» **Written exercise**
Repeat each record below exactly, dropping the pictures.

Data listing
= = = =

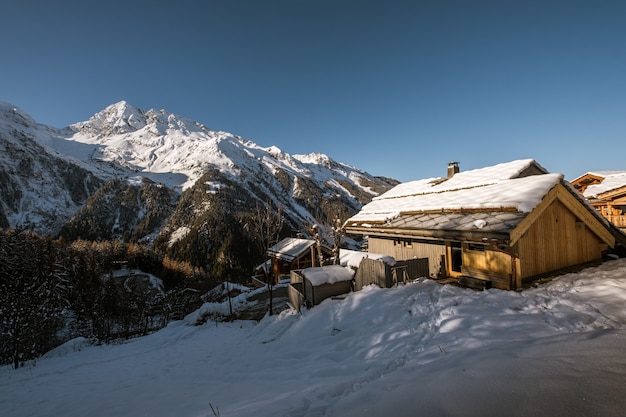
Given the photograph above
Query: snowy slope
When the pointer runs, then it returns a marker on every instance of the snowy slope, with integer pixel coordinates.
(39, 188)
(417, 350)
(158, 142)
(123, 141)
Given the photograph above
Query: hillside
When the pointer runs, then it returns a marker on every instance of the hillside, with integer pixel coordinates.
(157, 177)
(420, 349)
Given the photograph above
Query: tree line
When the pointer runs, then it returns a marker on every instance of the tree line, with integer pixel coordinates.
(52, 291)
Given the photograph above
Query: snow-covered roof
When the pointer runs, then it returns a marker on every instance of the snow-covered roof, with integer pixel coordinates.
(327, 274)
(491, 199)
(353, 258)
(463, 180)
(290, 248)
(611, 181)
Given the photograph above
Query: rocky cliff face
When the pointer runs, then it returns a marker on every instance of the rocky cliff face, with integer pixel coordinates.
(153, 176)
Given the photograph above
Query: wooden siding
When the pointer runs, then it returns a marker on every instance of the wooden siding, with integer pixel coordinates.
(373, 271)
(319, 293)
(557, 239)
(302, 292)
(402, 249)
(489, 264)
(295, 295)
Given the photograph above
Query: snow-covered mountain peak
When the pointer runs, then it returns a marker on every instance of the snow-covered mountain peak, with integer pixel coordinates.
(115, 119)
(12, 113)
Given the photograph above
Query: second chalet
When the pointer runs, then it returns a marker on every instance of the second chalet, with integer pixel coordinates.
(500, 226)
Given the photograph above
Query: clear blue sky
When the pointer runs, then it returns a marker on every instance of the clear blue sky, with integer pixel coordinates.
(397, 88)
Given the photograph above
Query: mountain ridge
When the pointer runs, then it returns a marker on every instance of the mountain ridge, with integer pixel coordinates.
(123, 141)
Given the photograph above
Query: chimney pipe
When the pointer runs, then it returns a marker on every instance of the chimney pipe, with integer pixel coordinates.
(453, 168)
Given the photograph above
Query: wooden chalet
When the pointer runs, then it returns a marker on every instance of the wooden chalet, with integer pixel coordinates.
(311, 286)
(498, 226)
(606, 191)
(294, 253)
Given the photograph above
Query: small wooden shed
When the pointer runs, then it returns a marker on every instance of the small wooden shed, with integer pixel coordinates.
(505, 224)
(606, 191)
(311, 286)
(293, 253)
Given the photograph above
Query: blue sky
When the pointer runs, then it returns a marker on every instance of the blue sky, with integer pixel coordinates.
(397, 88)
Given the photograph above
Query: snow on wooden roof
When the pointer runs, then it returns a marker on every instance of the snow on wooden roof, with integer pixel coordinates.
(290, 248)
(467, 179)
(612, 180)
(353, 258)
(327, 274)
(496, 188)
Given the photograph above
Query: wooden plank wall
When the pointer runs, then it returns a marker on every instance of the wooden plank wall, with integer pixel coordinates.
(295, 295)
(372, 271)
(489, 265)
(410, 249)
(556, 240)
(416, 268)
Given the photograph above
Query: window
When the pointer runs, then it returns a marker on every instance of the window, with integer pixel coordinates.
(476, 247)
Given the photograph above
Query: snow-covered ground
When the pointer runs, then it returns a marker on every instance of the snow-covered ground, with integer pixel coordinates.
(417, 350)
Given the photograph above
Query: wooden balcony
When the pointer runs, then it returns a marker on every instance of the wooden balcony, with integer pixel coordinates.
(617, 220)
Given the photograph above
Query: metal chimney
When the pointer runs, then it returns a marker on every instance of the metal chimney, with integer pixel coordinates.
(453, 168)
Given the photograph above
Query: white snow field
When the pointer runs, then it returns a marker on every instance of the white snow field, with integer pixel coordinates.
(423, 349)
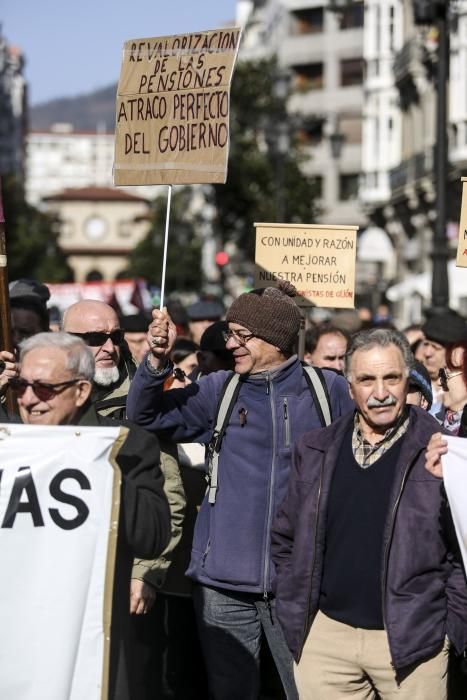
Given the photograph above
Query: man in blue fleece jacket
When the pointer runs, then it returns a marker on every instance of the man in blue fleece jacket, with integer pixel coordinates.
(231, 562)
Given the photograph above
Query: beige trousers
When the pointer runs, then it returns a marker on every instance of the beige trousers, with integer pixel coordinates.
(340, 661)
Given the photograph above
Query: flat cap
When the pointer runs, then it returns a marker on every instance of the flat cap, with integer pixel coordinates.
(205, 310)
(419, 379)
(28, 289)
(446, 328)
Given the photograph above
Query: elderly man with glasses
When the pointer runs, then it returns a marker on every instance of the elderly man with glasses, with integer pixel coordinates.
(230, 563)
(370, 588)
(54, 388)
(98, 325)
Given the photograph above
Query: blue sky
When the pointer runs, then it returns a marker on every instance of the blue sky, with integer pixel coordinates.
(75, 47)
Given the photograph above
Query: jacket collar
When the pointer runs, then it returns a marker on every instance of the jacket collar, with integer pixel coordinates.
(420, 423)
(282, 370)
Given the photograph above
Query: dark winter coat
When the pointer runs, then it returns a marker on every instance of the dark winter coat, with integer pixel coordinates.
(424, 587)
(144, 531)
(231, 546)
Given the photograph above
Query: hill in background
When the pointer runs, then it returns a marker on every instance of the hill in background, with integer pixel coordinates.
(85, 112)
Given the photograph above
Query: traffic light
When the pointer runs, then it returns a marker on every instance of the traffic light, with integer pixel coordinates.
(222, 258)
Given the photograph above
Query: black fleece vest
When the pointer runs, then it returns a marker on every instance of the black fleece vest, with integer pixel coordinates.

= = = =

» **Reply to the exercise**
Given the photograph above
Query: snowy slope
When the pointer runs, then it returns a marker on every instance of the snowy slope, with integer pixel coordinates.
(39, 188)
(417, 350)
(158, 142)
(123, 141)
Given the photograph above
Query: hillside
When the pointer runs, then it returns a marker on every instance of the hillside, with integer pixel coordinates.
(157, 177)
(420, 349)
Given the photograph above
Query: tree line
When the pointer runs, then it returns a marker on every instance of the tree line, with integer pixel coordinates.
(52, 291)
Given the photograph above
Query: snow-covered roof
When the pointer runs, then it returns a marker on every instance of the snow-covered roof, with integer pixel coordinates.
(327, 274)
(491, 199)
(353, 258)
(463, 180)
(290, 248)
(611, 181)
Given the photograph above
Query: rocky cliff face
When the pointer runs, then it returns a marker on every instance of the rocky cliff face, with integer pixel coordinates.
(153, 176)
Given the photograph above
Query: wooden siding
When the pointer runs, then it returns a marker on every instance of the wooden siding, with integer pixel coordinates.
(373, 271)
(319, 293)
(557, 239)
(302, 292)
(402, 249)
(489, 264)
(295, 295)
Given the photograph above
Query: snow-covered mountain peak
When the pointer runs, then it returns a marker on every instance of the snow-covered mountain peak, with integer pixel coordinates.
(115, 119)
(12, 113)
Given the photograph above
Query: second chalet
When the pointer runs, then it returns a marker on every instance of the second chalet, with integer pixel coordinates.
(500, 226)
Given the photograph above
Query: clear blue sky
When the pointer runs, then it returns a marker on every instance of the clear blue sky, with integer pixel coordinates.
(397, 88)
Given the photograph above
Query: mountain ridge
When the pointer runs, then it returns a marker on every instance of the mountain ridge, with integer pixel coordinates.
(123, 141)
Given the photograph above
Query: chimney pipe
When the pointer runs, then it returns a marker on every instance of the chimney pipe, with integer pixel coordinates.
(453, 168)
Given the photograph above
Query: wooden chalet
When the pointer runs, then it returns a marker on every instance of the wooden chalet, with integer pixel coordinates.
(311, 286)
(498, 226)
(606, 191)
(294, 253)
Given the photograph above
Query: small wooden shed
When the pointer runs, then it returns a marker on every instance of the small wooden shed, with integer pixel coordinates.
(505, 224)
(606, 191)
(311, 286)
(293, 253)
Given the photograph above
Query: blue sky
When the pointer runs, then it returns a marker on every instance of the blue sky, with integer pixel coordinates.
(397, 88)
Given the photograph above
Query: snow on wooden roof
When the pointer runs, then it returns a marker on every instance of the snow on wooden roof, with integer pixel coordinates.
(290, 248)
(467, 179)
(612, 180)
(353, 258)
(327, 274)
(496, 188)
Given the photograph above
Query: wooden plank wall
When the pointer runs, then it returns a marker on every instance of the wooden plank wall, with integer pixel coordinates.
(295, 295)
(372, 271)
(489, 265)
(410, 249)
(556, 240)
(416, 268)
Given the photograph above
Query: window
When the pointer runs, then it returns a marker on every instance of the window, with integer pixel coordinates.
(476, 247)
Given the photograph above
Query: snow-covered ground
When the pointer runs, then it returns a marker on every instance of the snow-covered ground, with integer pixel coordinates.
(417, 350)
Given the photograph above
Query: wooden balcony
When the pointer runs, then it returns a marker on every instance of the wooden balcony, with integer pixel coordinates.
(617, 220)
Given the photograph above
Query: metal chimney
When the pointer runs, then it returns a marker on every instance of the metal chimney, with integer pixel coordinates.
(453, 168)
Given the photograph above
Query: white snow field
When the pointer runs, then it returns a marker on every instance of the white snow field, with integer pixel coordinates.
(423, 349)
Given the photograph above
Query: man in blue fleece jacket
When the pointer runs, then it returns a marker on every instance of the man in blue fleece jacket, with integer pixel coordinates.
(231, 562)
Given the photograph above
Query: beige trousers
When the pointer runs, then it returns a marker on every instance of the beige trousers, with integer pixel coordinates.
(340, 661)
Given the photograph above
Query: flat cap
When the pointer runs, then it returns a marker on every instance of the flat cap, with integer pixel coordinates.
(205, 310)
(419, 379)
(28, 289)
(446, 328)
Given the photograph above
Query: elderly man with glasses
When the pointer runs, then it returns a marker on every instance of the elderly man with glasses, with integer pixel coordinates.
(230, 563)
(370, 588)
(54, 388)
(98, 325)
Given the photograph above
Query: blue sky
When the pointer runs, then it returns a marker on every instance of the blue sky, with integer pixel coordinates.
(75, 47)
Given the photograph above
Query: jacket collar
When the pointer runs, then it returns a marker on every instance of the jacket collar, with integer pixel coordinates.
(420, 423)
(282, 370)
Given the photograph above
Query: dark winter coat
When the pointer runs, then it returns a marker on every instance of the dark winter coat, with integer pixel coordinates.
(424, 587)
(144, 531)
(231, 546)
Given the photograph above
Query: hill in background
When the pointer runs, then it returns a marker on every instance of the hill in background, with integer pixel coordinates.
(85, 112)
Given the photograph above
Query: traffic light
When the pointer runs, then it returns a marker on every instance of the traffic light, with integer pixel coordinates.
(222, 258)
Given the photograph above
Query: black fleece vest
When the pointer runs, then it returns a marker on every instance of the black fleece vest, with integer pixel coordinates.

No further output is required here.